◆ **Extrait du texte**
____________

Les États généraux de la diplomatie ont été lancés à la suite de la colère et la défiance des agents diplomatiques à l’égard de la réforme instaurée par Macron et prévoyant la disparition de deux corps historiques de la diplomatie française, dont le corps des conseillers des affaires étrangères qui fut remplacé par un nouveau corps d'État.
Peur d’une perte de professionnalisation et de prestige
Redoutant une perte de professionnalisation et de prestige de la diplomatie française, les agents du Quai d’Orsay sont allés, contrairement à leur culture, jusqu’à faire grève pour faire entendre leur mécontentement, alors que plusieurs tribunes et pétitions signées par des diplomates et mettant en garde contre les méfaits de cette réforme ont été publiées par les médias français.
Face à ce mouvement de protestation et dans le droit fil de la méthode Macron qui consiste à garder les portes ouvertes et à privilégier le dialogue, Colonna a lancé en octobre 2022 les États généraux de la diplomatie.
Selon la porte-parole du Quai d’Orsay, Anne-Claire Legendre, «il s’agissait de formuler des recommandations opérationnelles sur l’évolution de notre outil diplomatique, en s’appuyant sur une consultation de grande ampleur».
Cette consultation menée sous la houlette de l’ambassadeur Bonnafont et s’appuyant sur une équipe d’une quinzaine de personnes a donné lieu à des travaux structurés, avec la participation de l’ensemble des agents du ministère, tous grades confondus, ainsi que de nombreuses personnalités extérieures.
L’impopularité de la réforme du corps diplomatique auprès des concernés est bien reconnue par l’Élysée qui, cependant, souligne une adhésion grandissante de leur part
S’inspirant «des réflexions et des milliers de propositions formulées par les participants», le rapport remis à Colonna propose «un état des lieux et des recommandations relatives à l’organisation des métiers de la diplomatie», affirme Legendre.
Même son de cloche du côté de l’Élysée qui affirme qu’il s’agit «d’adapter notre outil diplomatique aux besoins d’aujourd’hui» dans un monde très volatile, et de le doter de nouveaux moyens humains et matériels, pour faire face à des crises de natures de plus en plus variées.
«Cette transformation de l’action diplomatique est une nécessité et requiert de la vision politique et de nouvelles compétences techniques» indique l’Élysée, pour faire face aux crises politiques mais aussi climatiques, humanitaires et alimentaires.

____________

[Données de pointage par expression référentielle]

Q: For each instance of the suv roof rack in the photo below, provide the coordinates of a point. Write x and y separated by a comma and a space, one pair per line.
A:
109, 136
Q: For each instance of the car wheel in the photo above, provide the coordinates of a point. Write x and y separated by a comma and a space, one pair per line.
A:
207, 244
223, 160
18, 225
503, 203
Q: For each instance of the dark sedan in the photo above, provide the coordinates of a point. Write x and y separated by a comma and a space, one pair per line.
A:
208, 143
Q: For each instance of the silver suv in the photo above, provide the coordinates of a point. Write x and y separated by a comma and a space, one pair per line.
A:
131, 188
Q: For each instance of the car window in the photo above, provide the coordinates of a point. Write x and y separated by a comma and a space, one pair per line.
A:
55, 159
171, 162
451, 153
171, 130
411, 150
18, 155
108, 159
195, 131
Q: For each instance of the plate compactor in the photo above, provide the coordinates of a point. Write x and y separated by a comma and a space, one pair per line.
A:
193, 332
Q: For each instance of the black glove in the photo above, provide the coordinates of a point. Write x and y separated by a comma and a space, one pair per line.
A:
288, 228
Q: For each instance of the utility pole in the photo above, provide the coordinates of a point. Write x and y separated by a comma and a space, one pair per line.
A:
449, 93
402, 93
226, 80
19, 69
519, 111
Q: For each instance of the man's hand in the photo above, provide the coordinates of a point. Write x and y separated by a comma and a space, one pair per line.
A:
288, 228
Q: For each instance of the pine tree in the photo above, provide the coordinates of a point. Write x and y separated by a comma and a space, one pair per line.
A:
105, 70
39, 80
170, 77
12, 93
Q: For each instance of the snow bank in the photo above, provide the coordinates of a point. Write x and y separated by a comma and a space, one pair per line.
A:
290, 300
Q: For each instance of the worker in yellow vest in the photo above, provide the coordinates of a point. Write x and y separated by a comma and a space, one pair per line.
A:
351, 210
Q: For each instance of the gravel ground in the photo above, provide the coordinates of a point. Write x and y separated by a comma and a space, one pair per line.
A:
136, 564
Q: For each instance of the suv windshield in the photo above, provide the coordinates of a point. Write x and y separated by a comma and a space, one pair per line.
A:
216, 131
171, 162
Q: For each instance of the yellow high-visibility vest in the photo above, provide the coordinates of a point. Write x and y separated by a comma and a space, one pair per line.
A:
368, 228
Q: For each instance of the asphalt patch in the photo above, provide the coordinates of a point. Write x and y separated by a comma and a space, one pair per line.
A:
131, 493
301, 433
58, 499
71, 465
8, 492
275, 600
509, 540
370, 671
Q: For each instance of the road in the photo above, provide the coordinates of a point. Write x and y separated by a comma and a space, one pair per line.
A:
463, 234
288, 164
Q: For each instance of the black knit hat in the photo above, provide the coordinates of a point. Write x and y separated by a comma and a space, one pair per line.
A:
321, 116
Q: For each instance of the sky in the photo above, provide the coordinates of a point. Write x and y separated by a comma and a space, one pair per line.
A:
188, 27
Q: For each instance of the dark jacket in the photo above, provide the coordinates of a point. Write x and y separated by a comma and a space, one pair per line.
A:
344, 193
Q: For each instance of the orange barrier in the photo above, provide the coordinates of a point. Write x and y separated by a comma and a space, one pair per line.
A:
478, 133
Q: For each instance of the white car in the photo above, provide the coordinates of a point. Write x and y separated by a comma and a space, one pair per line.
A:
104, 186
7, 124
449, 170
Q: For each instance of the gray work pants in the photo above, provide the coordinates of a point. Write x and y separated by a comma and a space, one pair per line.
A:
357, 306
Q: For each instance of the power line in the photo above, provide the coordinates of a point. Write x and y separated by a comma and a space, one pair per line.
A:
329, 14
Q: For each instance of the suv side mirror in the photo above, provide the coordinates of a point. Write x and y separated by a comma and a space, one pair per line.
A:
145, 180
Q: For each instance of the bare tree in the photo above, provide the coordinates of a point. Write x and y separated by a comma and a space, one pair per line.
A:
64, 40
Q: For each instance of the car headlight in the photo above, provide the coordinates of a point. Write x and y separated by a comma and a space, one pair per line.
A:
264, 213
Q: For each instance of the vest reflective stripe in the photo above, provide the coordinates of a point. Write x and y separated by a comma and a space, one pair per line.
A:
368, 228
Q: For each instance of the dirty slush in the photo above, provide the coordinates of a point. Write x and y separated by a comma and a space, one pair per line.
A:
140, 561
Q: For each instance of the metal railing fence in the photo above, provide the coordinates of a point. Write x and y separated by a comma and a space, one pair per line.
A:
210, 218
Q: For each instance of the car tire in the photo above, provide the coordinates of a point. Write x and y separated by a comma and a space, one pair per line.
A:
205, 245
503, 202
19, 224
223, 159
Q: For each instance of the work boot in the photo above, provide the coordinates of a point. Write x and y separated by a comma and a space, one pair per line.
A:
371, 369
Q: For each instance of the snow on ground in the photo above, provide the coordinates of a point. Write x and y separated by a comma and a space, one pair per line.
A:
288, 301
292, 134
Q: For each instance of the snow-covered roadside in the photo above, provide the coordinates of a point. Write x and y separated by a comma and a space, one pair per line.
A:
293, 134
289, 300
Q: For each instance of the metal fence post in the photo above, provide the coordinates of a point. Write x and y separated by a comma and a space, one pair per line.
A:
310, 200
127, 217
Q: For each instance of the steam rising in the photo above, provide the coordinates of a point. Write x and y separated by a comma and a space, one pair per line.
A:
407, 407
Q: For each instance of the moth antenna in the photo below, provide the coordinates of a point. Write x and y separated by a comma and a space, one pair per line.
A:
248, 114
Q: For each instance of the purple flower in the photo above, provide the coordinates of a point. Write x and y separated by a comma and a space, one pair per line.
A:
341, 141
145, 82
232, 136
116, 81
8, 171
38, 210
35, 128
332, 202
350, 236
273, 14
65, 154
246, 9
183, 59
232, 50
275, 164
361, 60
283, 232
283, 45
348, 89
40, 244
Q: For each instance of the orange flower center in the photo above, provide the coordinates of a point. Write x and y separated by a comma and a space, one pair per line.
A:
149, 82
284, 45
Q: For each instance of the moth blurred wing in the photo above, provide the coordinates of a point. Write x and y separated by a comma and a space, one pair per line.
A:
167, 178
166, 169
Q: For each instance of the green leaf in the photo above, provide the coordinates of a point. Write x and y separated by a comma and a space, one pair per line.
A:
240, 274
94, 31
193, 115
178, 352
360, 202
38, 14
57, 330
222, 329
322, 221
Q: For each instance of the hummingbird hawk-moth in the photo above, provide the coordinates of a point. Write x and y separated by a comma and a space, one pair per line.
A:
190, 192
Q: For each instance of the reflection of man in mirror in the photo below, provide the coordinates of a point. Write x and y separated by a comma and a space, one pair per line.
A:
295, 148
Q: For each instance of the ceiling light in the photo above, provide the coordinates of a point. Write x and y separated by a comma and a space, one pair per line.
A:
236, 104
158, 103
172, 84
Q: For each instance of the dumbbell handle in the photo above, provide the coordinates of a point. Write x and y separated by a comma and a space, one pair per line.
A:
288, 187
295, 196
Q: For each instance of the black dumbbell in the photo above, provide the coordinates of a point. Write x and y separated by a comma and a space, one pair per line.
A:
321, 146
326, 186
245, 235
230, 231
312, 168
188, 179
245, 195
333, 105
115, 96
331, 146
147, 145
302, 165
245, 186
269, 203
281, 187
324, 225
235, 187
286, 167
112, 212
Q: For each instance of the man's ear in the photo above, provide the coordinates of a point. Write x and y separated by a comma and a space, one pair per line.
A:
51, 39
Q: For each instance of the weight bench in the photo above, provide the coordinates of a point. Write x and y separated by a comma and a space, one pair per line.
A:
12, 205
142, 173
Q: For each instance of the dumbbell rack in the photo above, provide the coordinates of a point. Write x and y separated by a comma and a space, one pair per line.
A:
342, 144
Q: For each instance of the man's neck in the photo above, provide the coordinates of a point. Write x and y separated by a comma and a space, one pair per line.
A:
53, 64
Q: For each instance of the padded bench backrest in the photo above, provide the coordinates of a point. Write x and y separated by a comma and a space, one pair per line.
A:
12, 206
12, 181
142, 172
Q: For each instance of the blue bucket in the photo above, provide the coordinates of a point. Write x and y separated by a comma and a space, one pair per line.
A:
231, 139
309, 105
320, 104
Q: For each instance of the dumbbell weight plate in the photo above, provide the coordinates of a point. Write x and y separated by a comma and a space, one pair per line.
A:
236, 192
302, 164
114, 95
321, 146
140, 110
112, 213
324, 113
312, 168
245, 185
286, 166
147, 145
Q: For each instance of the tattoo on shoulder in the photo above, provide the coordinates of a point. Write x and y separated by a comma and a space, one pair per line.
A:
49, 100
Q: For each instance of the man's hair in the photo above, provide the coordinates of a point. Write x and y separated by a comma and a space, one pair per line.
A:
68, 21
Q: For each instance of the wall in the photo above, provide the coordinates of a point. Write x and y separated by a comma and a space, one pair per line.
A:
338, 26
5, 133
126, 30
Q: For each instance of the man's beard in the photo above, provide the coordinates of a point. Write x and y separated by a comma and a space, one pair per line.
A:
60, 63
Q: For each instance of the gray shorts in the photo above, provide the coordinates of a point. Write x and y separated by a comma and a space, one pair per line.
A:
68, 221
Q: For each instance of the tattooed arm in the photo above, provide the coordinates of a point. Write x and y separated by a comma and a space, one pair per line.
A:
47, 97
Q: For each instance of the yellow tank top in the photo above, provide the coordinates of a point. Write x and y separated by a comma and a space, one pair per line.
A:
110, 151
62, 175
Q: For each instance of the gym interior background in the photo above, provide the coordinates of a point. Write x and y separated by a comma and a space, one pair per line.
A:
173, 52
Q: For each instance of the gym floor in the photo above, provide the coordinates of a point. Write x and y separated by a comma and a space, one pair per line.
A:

____________

◆ **Consigne**
D'après l'extrait du texte sur les États généraux de la diplomatie, sous la houlette de quel ambassadeur la consultation a-t-elle été menée ?

◆ **Réponse**
L'ambassadeur Bonnafont.